▶ **Work required**
Would you copy all lines in the data that contain the word "foam"?

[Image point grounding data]
++++++++++

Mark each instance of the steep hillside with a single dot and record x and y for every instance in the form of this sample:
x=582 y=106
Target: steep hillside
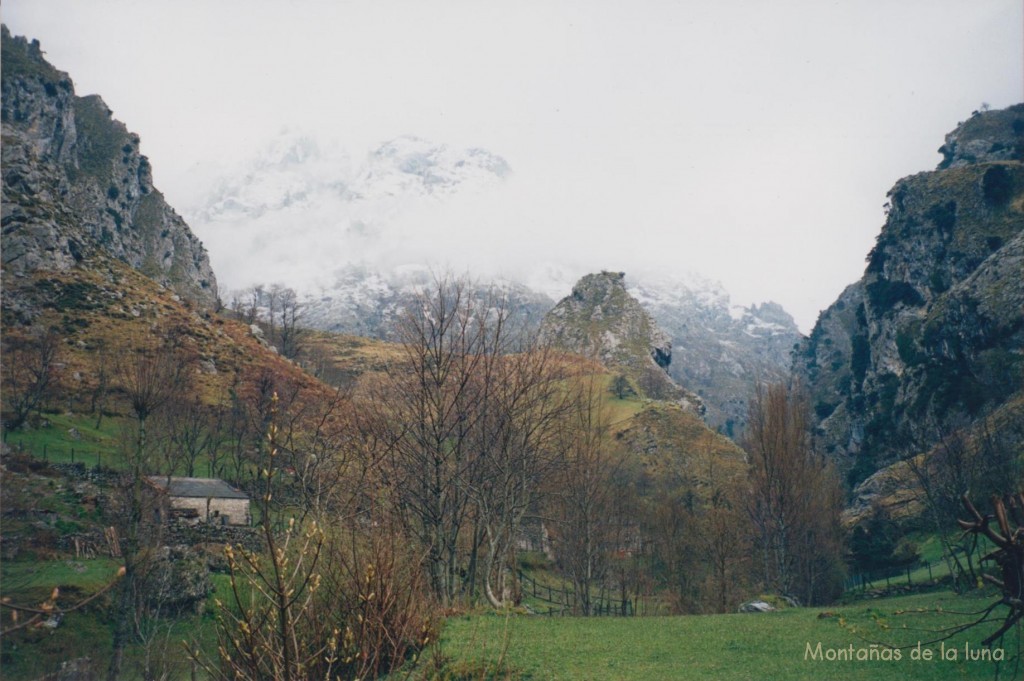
x=76 y=183
x=933 y=334
x=602 y=321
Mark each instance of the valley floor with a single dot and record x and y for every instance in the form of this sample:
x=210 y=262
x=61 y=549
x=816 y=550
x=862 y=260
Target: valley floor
x=776 y=646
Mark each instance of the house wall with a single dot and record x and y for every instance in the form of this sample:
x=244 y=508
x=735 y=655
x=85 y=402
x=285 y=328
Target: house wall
x=237 y=510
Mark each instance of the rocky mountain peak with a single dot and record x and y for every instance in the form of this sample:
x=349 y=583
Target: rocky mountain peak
x=985 y=137
x=75 y=182
x=933 y=333
x=599 y=318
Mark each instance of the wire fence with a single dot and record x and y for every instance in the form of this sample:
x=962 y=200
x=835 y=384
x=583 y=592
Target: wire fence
x=64 y=455
x=905 y=576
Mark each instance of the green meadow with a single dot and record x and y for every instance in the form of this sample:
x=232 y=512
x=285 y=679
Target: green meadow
x=776 y=646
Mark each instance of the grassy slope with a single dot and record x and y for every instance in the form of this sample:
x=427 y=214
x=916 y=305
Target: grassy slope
x=726 y=647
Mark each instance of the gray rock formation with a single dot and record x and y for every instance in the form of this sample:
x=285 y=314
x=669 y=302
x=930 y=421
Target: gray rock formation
x=934 y=332
x=602 y=321
x=75 y=182
x=720 y=350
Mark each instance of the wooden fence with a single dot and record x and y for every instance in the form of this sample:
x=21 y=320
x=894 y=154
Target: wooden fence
x=564 y=600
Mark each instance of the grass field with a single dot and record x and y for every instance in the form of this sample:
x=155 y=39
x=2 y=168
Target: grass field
x=726 y=647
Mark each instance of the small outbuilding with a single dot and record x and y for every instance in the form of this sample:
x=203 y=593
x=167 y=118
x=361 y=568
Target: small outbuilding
x=197 y=500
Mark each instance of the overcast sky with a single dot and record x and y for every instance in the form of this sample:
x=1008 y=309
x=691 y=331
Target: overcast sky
x=753 y=141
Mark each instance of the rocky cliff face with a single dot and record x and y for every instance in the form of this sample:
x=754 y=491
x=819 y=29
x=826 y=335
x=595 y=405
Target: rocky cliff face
x=74 y=182
x=934 y=332
x=601 y=320
x=720 y=350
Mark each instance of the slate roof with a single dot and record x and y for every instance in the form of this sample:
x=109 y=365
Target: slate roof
x=197 y=486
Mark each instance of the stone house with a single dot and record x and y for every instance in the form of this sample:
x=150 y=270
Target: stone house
x=195 y=500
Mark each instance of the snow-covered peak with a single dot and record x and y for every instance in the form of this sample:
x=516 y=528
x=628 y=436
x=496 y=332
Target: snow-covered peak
x=410 y=165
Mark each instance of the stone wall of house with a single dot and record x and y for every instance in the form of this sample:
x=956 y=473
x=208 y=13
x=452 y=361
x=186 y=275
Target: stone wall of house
x=214 y=510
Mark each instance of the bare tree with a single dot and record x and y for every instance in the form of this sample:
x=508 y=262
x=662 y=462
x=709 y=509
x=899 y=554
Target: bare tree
x=522 y=400
x=150 y=379
x=193 y=430
x=30 y=368
x=583 y=493
x=291 y=313
x=427 y=412
x=795 y=499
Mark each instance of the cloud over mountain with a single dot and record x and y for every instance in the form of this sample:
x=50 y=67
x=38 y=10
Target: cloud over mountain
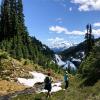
x=87 y=5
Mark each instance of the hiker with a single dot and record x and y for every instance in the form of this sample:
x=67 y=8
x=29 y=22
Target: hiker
x=48 y=86
x=66 y=79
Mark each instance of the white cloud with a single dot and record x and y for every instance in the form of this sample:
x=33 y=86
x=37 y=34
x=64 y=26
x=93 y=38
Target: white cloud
x=70 y=9
x=59 y=29
x=59 y=43
x=59 y=20
x=96 y=24
x=87 y=5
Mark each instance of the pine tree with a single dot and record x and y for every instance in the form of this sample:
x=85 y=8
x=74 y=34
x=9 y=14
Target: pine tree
x=89 y=39
x=5 y=19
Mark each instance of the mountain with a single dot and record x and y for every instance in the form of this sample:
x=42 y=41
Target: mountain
x=15 y=39
x=90 y=68
x=61 y=46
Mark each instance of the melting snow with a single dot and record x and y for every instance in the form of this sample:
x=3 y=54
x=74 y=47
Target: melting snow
x=59 y=61
x=39 y=77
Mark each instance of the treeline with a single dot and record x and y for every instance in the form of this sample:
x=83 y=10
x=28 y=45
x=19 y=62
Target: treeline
x=14 y=36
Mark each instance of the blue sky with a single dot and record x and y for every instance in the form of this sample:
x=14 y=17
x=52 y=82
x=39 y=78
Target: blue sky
x=58 y=21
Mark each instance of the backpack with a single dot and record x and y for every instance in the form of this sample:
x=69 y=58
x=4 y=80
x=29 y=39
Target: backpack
x=66 y=77
x=47 y=80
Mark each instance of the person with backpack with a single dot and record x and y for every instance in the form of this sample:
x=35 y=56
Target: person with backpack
x=47 y=83
x=66 y=79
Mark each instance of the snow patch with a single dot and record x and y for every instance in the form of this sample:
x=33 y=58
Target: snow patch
x=39 y=77
x=59 y=61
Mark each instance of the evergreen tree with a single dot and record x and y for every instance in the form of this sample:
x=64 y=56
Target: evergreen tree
x=89 y=39
x=5 y=19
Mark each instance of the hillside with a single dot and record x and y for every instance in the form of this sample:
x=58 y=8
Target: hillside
x=90 y=67
x=14 y=36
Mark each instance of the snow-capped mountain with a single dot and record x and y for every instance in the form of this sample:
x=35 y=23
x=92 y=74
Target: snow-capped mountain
x=63 y=64
x=61 y=46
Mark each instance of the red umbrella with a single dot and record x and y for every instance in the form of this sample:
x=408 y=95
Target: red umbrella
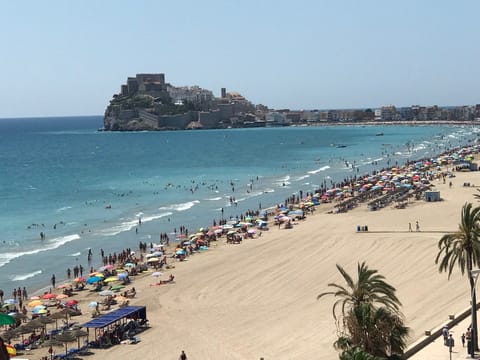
x=71 y=302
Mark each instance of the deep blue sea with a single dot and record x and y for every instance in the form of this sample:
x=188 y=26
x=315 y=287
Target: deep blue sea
x=88 y=189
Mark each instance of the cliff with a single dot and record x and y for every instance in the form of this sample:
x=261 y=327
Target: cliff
x=146 y=102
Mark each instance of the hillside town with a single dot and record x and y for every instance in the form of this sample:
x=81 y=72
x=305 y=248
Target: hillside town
x=147 y=102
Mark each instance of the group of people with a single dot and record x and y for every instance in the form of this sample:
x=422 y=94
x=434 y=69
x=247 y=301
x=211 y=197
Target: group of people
x=417 y=226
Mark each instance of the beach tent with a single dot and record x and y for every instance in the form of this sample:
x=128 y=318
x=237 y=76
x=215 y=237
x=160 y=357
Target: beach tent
x=122 y=314
x=432 y=196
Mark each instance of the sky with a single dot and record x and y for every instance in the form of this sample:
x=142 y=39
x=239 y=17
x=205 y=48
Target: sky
x=67 y=57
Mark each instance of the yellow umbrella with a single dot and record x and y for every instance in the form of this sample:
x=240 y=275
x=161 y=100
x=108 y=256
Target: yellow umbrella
x=35 y=303
x=11 y=350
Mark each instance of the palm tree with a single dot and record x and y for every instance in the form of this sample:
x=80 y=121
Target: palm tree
x=462 y=249
x=369 y=288
x=379 y=331
x=373 y=326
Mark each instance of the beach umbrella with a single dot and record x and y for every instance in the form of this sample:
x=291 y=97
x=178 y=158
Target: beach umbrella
x=18 y=315
x=35 y=303
x=46 y=320
x=122 y=276
x=39 y=311
x=94 y=279
x=35 y=323
x=6 y=319
x=106 y=293
x=51 y=342
x=65 y=338
x=10 y=334
x=72 y=302
x=78 y=333
x=117 y=287
x=11 y=350
x=11 y=301
x=110 y=279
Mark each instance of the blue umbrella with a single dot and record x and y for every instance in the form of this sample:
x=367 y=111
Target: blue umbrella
x=94 y=279
x=122 y=276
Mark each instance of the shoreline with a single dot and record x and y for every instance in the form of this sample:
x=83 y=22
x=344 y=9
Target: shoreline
x=221 y=252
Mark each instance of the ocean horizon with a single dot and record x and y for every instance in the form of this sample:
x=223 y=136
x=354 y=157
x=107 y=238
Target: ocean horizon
x=85 y=189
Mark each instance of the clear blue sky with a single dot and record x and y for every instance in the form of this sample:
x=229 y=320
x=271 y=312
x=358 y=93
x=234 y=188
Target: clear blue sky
x=69 y=57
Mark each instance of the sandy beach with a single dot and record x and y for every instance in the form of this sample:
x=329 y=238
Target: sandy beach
x=258 y=298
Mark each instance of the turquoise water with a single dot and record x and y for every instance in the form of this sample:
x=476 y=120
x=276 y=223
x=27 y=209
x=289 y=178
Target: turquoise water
x=87 y=189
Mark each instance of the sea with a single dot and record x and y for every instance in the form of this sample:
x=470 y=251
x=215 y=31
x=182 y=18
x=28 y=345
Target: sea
x=86 y=189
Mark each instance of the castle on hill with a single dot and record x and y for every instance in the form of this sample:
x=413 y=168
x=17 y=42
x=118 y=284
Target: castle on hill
x=147 y=102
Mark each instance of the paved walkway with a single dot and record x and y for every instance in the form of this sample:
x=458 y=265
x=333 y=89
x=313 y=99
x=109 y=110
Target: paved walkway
x=438 y=351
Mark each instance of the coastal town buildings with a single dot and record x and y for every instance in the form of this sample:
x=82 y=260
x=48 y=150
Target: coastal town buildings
x=147 y=102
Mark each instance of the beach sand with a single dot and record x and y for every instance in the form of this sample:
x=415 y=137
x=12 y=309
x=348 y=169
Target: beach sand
x=258 y=298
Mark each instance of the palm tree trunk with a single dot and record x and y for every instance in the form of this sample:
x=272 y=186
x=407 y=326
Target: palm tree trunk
x=474 y=314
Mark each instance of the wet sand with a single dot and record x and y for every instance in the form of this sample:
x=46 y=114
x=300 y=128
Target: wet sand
x=258 y=298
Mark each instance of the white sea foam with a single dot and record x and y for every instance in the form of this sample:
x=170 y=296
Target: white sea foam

++++++++++

▶ **Result of the task**
Mark each instance of the white sea foam with a single dot and record x and y for every instance in the form of this sample:
Target: white sea foam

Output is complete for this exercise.